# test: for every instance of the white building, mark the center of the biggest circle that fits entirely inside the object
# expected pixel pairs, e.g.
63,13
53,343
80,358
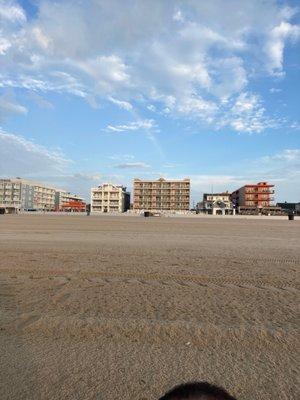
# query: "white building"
64,199
217,204
109,198
21,194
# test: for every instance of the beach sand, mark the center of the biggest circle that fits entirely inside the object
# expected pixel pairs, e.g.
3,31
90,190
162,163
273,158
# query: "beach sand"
109,307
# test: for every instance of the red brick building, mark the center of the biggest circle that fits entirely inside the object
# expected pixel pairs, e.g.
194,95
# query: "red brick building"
258,196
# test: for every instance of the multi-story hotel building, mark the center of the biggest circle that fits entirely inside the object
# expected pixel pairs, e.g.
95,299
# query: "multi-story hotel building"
25,195
21,194
161,195
65,201
109,198
258,196
216,203
10,194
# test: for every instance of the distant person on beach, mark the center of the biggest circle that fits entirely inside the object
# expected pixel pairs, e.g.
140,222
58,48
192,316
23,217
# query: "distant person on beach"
197,391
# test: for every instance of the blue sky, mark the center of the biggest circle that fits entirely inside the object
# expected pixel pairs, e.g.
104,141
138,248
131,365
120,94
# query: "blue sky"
96,91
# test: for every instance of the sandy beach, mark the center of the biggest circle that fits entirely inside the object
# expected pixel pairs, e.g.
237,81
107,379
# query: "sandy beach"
109,307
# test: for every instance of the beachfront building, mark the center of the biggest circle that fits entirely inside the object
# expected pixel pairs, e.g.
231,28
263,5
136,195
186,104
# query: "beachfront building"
253,196
65,201
217,204
21,194
109,198
290,208
161,195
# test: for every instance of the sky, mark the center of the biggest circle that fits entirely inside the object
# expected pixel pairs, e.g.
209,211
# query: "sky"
95,91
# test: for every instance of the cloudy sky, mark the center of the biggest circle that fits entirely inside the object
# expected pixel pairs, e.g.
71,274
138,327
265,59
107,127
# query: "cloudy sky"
95,90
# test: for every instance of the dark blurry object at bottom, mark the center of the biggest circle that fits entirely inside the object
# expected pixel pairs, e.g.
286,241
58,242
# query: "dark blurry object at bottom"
197,391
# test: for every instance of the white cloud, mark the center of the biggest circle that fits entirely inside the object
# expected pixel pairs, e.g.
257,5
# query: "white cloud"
121,103
4,45
21,157
145,124
247,114
274,46
41,101
11,11
9,107
182,58
275,90
132,165
287,156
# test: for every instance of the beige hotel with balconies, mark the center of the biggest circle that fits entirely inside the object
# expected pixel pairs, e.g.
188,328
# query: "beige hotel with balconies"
161,195
109,198
21,194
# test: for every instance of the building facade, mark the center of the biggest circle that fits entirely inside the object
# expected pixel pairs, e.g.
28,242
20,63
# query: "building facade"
65,201
257,196
109,198
217,203
10,195
21,194
25,195
161,195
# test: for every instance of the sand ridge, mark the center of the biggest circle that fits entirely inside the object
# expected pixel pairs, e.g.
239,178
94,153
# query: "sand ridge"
126,307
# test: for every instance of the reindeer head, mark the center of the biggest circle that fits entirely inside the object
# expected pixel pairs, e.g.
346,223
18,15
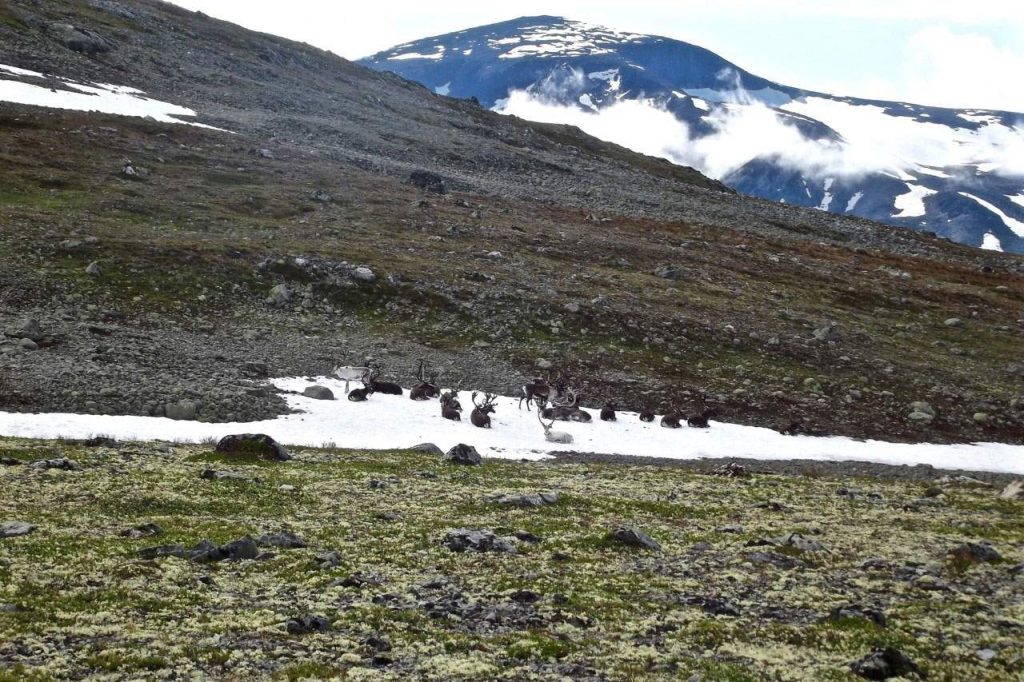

* [Exercise goal]:
Copy everything from the line containing "# test: for every instance of the cloudy" down to the end of the listing, and shift every answer pixel coordinate by -61. Leave the pictures out of your copy.

* [Response]:
# test: for every instance of the cloudy sky, mark the center of the biggest circle that fits entirely inside the object
# expected pixel pairs, e.g.
71,274
138,327
265,59
107,127
# query: "cloudy sky"
34,29
# test: for every instance of the dark blurry object at bottom, mark the center of the biggest circle that fits entirely inside the object
# expected pixel pairs, e.g.
286,241
58,242
# query: "dark blurry object at bottom"
136,330
# test: for every instance of the white cloud, mark the center of the biggest circle that fits entirely inside the object
# expected pixel pairs, e.g.
257,5
# query: "white cloud"
60,42
-57,-16
-40,96
84,63
186,53
213,-15
-20,40
-50,-50
-52,46
121,-3
214,29
71,104
226,95
# test: for every instance of the beige hotel with balconies, mark the center of the biggest circle that fits entirely inside the object
# expected pixel pairs, e.g.
188,328
# query: "beige hotel with balconies"
100,134
48,137
-40,133
# test: for every instance of the building facade, mark the center of the biggest circle that fits entirely inside the object
# expected pixel pairs, e.g.
28,242
20,63
# query: "building facade"
4,140
196,135
48,137
156,142
-51,134
-40,133
-36,134
100,134
# test: for every instance of the sand ridge, mark the center of the biggest circle that fits entirely inside the object
# expected pixel pairs, e.g.
239,178
94,153
# query: "sand ridge"
65,246
# test: for every instance of the reindeer head, mark the center of the biggest circle that fits entirely inside the object
# expected pixel pairs, e.g.
346,223
18,15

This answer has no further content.